[Point labeling records]
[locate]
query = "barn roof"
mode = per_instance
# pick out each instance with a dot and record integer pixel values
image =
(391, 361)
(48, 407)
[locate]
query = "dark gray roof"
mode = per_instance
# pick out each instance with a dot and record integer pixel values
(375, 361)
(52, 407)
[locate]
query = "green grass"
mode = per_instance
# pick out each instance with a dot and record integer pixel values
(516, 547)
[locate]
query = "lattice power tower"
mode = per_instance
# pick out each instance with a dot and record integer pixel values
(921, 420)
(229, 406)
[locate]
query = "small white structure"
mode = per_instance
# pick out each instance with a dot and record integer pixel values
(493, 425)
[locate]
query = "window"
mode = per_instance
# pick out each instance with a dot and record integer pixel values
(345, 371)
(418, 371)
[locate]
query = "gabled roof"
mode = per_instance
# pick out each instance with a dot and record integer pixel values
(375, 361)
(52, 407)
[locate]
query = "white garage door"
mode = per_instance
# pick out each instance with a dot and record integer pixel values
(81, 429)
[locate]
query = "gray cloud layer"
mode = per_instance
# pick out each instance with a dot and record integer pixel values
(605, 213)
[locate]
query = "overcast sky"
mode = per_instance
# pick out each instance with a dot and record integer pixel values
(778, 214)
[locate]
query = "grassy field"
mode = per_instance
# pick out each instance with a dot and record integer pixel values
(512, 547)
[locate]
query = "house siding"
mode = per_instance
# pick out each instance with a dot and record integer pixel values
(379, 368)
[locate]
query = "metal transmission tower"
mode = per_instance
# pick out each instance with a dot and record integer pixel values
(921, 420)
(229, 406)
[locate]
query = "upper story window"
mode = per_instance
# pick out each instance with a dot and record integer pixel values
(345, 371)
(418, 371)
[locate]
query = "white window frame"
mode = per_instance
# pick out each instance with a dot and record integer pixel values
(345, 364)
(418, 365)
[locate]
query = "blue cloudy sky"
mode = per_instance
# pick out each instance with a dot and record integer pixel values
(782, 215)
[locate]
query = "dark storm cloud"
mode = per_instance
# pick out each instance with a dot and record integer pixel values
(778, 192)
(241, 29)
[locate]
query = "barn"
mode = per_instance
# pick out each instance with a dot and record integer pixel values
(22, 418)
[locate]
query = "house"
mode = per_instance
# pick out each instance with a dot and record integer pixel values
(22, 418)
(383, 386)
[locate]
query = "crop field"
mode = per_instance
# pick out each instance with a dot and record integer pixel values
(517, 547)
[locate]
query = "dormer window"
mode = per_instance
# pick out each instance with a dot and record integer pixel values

◆ EXERCISE DETAILS: Pull out every line of the records above that contains the word "window". Case counts.

◆ ANSWER TO THIS EXERCISE:
query = "window"
query = "upper story window"
query = "white window frame"
query = "dormer window"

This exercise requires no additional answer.